◆ Brano fornito:
>>
E sul suo ruolo io credo che si debba aprire una parentesi.
Io non sono del tutto d'accordo nella condanna della leadership jugoslava
di allora, che era incarnata in Slobodan Milosevic, per quello che erano i
capi di imputazione più gravi, diciamo la pulizia etnica e il fatto che avesse
gestito il Paese in quel modo.
Io credo che oggi si possa dire che in quel caso anche il nostro Partito
finì per essere vittima della disinformazione. E questo fu dimostrato
dopo, nel senso che Milosevic fino a quando rimase al governo, pur
essendo vittima dell'embargo comunque cercò di prodigarsi per
ricostruire ciò che le bombe NATO avevano distrutto. Dunque senza
aiuti esterni riuscì ad edificare case nuove al posto di quelle che erano
state distrutte; riuscì a mettere in piedi anche qualche ponte sul Danubio,
specialmente nella zona di Novi Sad, senza avere alcun sostegno esterno;
veniva dipinto come dittatore, ma quando perse le elezioni se ne andò
molto tranquillamente; e guardo anche a quello che succede oggi al
Tribunale dell'Aia, che per quanto mi riguarda (e su questo sono
pienamente d'accordo con Grimaldi) è una istituzione che, scusatemi
il termine forte, è sputtanata ogni giorno di più che passa, perché non si
muove in base a criteri di diritto e di mandati giuridici, ma risponde di più
a quelle che sono le sollecitazioni esterne di chi ha interessi concreti nella
questione, cioè della NATO e degli Stati Uniti in prima persona.
Credo però che Milosevic, cosa che vale per gran parte dei dirigenti
comunisti dell'Est europeo in generale ma anche della Jugoslavia,
abbia gestito male la fase di transizione. Se andiamo ad analizzare ciò
che è successo in Jugoslavia dalla fine degli anni Ottanta allo scoppio
delle guerre e delle scissioni su base etnica (ma non solo in Jugoslavia:
vi furono dappertutto anche se in maniera minore) credo che egli abbia
sbagliato nel fatto che, come tanti altri, scelse di rinforzare una opzione
nazionalista, nel senso che decise, scelse di tutelare gli interessi della
nazione che rappresentava. E questo penso che in un certo senso sia
stato la forma di manifestazione di crisi più profonda di quello che furono
ed erano i partiti comunisti in quell'epoca in tutto il mondo del cosiddetto
blocco orientale.
<<
◆ Sezione dati:
>>
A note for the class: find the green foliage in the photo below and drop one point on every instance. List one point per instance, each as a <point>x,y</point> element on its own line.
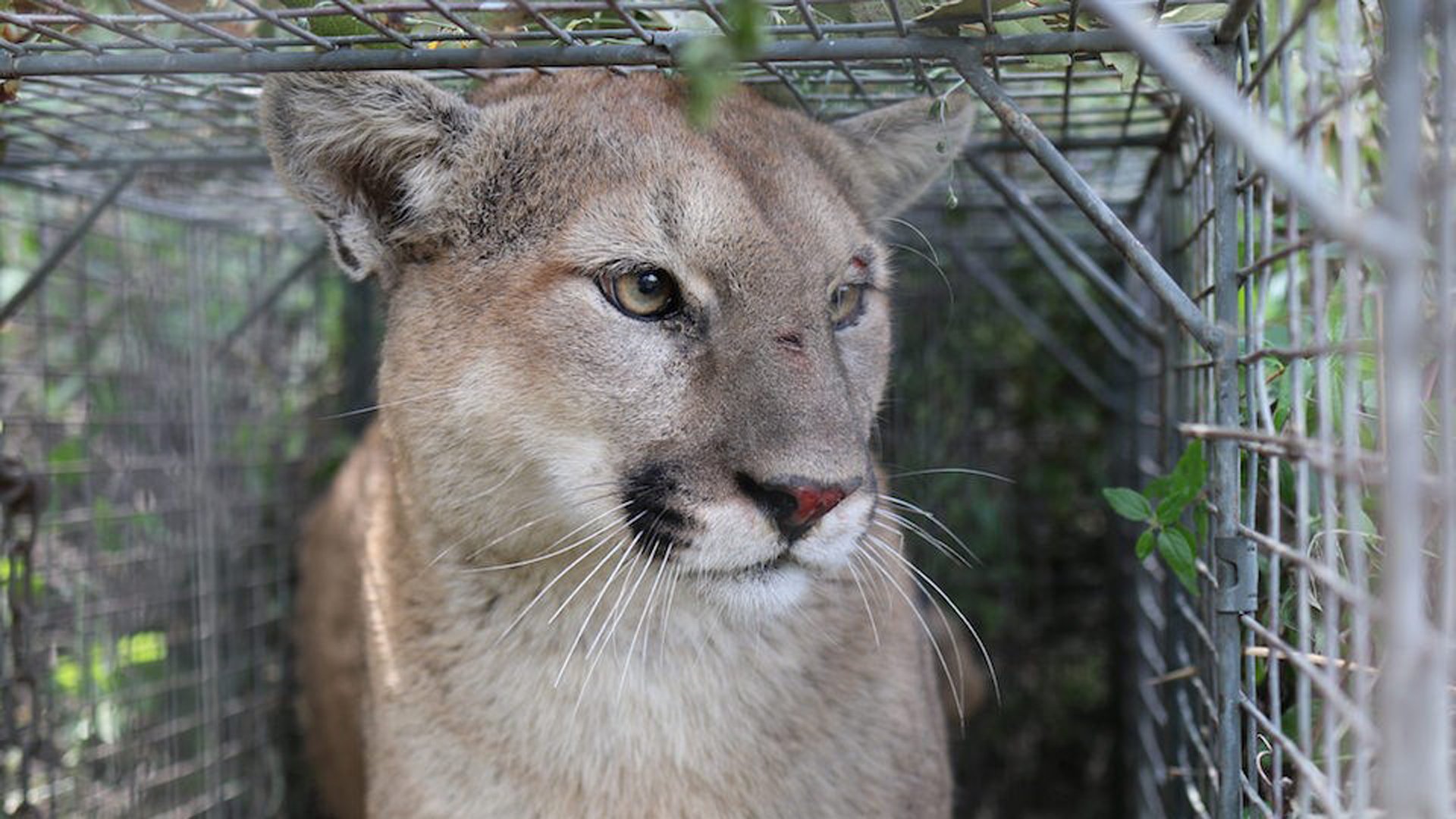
<point>708,61</point>
<point>1161,507</point>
<<
◆ Obiettivo indicato 1: Traduci in inglese questa frase del brano su Milosevic: «Io credo che oggi si possa dire che in quel caso anche il nostro Partito finì per essere vittima della disinformazione.»
◆ Obiettivo indicato 2: Modifica il brano su Milosevic. Riscrivi il tratto che parte dalle parole "Credo però che" e si chiude dopo "blocco orientale.", mettendo "Iugoslavia" al posto di "Jugoslavia".

◆ Risposta 1: I believe that today it can be said that in that case our Party, too, ended up being a victim of disinformation.

◆ Risposta 2:
Credo però che Milosevic, cosa che vale per gran parte dei dirigenti
comunisti dell'Est europeo in generale ma anche della Iugoslavia,
abbia gestito male la fase di transizione. Se andiamo ad analizzare ciò
che è successo in Iugoslavia dalla fine degli anni Ottanta allo scoppio
delle guerre e delle scissioni su base etnica (ma non solo in Iugoslavia:
vi furono dappertutto anche se in maniera minore) credo che egli abbia
sbagliato nel fatto che, come tanti altri, scelse di rinforzare una opzione
nazionalista, nel senso che decise, scelse di tutelare gli interessi della
nazione che rappresentava. E questo penso che in un certo senso sia
stato la forma di manifestazione di crisi più profonda di quello che furono
ed erano i partiti comunisti in quell'epoca in tutto il mondo del cosiddetto
blocco orientale.